ZITIERTER ABSCHNITT >>
_ _ _ _ _ _ _

Aus Anlass seines 80. Geburtstages veranstaltete die Stiftung Friedliche Revolution und die Kirchgemeinde St. Nikolai am Sonntag, 05. März 2023, ein Benefizkonzert mit dem Orchester „Klänge der Hoffnung“ und Nikolaikantor Markus Kaufmann. „Klänge der Hoffnung“ ist ein Projekt der Stiftung Friedliche Revolution für geflüchtete Musiker:innen. Sie haben Kompositionen u.a. aus Syrien, Iran, Türkei gespielt. Markus Kaufmann hat auf der Ladegast-Orgel eine Komposition eines Enkels von Christian Führer, Ludwig Führer, uraufgeführt. Ich selbst habe eine Ansprache gehalten.

_ _ _ _ _ _ _

DATENSATZINHALT >>
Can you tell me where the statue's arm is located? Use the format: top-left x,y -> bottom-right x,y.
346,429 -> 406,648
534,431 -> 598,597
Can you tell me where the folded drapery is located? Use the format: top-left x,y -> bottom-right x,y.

_ _ _ _ _ _ _

AUFGABE 1 >> Übertragen Sie aus dem Abschnitt zum Benefizkonzert den folgenden Satz ins Englische: „Markus Kaufmann hat auf der Ladegast-Orgel eine Komposition eines Enkels von Christian Führer, Ludwig Führer, uraufgeführt.“
AUFGABE 2 >> Schreiben Sie den Abschnitt zum Benefizkonzert von „Aus Anlass seines“ bis „eine Ansprache gehalten.“ wortgetreu ab.

MUSTERLÖSUNG 1 >> On the Ladegast organ, Markus Kaufmann gave the premiere of a composition by a grandson of Christian Führer, Ludwig Führer.

MUSTERLÖSUNG 2 >>
Aus Anlass seines 80. Geburtstages veranstaltete die Stiftung Friedliche Revolution und die Kirchgemeinde St. Nikolai am Sonntag, 05. März 2023, ein Benefizkonzert mit dem Orchester „Klänge der Hoffnung“ und Nikolaikantor Markus Kaufmann. „Klänge der Hoffnung“ ist ein Projekt der Stiftung Friedliche Revolution für geflüchtete Musiker:innen. Sie haben Kompositionen u.a. aus Syrien, Iran, Türkei gespielt. Markus Kaufmann hat auf der Ladegast-Orgel eine Komposition eines Enkels von Christian Führer, Ludwig Führer, uraufgeführt. Ich selbst habe eine Ansprache gehalten.